待做任务 |
在讲“超过经理收入的员工”的这篇文章里，哪位雇员是唯一薪资超过经理的？

所示文本 |
____

Mysql实现"超过经理收入的员工"的一种方法

Employee表列出了包括经理在内的所有雇员，每一个雇员都有一个Id，同时表中存在一列ManagerId

+----+-------+--------+-----------+
| Id | Name  | Salary | ManagerId |
+----+-------+--------+-----------+
| 1  | Joe   | 70000  | 3         |
| 2  | Henry | 80000  | 4         |
| 3  | Sam   | 60000  | NULL      |
| 4  | Max   | 90000  | NULL      |
+----+-------+--------+-----------+

给定一个Employee列表，写一个SQL语句查询所有薪资高于经理的雇员。上表中，Joe是唯一薪资超过经理的雇员

+----------+
| Employee |
+----------+
| Joe      |
+----------+

1：利用子查询先将不是的经理的雇员选出来，归为表a，然后将表a和原表进行比较查询

SELECT a.Name AS Employee
FROM (SELECT Name, Salary, ManagerId FROM Employee WHERE ManagerId IS NOT NULL) AS a, Employee AS b 
WHERE a.ManagerId=b.Id AND a.Salary>b.Salary

参考他人

SELECT a.Name AS Employee
FROM Employee AS a, Employee AS b 
WHERE a.ManagerId=b.Id AND a.Salary>b.Salary

算法题来自：https://leetcode-cn.com/problems/employees-earning-more-than-their-managers/description/

____

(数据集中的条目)
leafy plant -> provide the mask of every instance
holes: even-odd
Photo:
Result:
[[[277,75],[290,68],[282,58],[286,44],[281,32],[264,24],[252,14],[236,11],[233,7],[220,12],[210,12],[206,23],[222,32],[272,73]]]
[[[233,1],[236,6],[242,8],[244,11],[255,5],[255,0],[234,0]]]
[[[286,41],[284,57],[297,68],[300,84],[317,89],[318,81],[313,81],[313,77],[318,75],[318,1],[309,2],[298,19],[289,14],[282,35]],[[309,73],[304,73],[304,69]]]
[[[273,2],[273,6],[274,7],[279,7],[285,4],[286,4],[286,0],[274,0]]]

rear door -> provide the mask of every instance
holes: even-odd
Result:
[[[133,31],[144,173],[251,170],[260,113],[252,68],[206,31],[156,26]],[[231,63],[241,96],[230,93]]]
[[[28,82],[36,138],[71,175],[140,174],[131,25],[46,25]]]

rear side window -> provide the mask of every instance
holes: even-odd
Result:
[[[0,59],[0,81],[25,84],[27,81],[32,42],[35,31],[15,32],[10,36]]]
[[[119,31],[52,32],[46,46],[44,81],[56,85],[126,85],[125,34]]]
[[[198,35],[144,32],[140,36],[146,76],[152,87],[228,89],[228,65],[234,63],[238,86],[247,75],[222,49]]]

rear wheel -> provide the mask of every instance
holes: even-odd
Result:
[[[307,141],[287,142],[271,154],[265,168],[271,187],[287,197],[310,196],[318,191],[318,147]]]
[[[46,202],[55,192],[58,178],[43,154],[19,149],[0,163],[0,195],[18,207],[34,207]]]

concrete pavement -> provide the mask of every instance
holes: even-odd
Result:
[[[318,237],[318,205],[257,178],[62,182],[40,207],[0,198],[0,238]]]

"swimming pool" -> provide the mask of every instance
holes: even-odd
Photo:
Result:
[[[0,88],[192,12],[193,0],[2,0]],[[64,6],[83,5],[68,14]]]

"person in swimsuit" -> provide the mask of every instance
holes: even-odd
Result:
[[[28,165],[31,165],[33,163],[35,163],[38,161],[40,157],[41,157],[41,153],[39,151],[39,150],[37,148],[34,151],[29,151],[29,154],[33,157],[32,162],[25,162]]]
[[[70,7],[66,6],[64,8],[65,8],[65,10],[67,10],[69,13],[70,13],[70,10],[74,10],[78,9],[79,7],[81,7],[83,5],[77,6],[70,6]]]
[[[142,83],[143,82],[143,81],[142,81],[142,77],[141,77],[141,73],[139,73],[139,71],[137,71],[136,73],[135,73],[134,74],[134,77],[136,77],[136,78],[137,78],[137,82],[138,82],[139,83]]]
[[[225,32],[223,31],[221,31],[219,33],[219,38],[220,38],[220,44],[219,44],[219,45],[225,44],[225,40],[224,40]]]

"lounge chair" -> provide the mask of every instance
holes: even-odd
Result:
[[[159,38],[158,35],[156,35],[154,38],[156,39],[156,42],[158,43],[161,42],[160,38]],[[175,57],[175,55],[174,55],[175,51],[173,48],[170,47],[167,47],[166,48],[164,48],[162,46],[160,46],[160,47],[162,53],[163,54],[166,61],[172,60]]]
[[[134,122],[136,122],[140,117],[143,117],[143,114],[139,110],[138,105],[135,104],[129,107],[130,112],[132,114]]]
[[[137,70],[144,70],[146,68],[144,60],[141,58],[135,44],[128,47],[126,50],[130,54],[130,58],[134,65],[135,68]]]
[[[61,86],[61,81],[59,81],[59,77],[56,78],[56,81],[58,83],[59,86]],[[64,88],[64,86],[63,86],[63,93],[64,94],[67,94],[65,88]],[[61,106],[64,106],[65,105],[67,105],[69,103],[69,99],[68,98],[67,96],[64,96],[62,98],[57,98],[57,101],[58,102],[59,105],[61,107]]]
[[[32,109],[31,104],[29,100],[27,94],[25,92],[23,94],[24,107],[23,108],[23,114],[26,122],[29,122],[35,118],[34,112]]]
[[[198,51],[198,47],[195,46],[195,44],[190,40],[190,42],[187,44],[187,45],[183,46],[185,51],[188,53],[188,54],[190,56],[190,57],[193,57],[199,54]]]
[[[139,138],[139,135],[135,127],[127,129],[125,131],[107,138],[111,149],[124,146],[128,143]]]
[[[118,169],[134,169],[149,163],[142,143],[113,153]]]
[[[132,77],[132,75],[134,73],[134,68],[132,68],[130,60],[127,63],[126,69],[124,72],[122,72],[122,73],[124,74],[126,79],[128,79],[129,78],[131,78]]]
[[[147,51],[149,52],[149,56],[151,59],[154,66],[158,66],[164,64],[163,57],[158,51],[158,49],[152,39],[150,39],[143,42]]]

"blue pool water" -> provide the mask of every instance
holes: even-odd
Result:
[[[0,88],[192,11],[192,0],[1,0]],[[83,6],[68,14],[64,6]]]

____

练习答案 |
Joe是唯一薪资超过经理的雇员。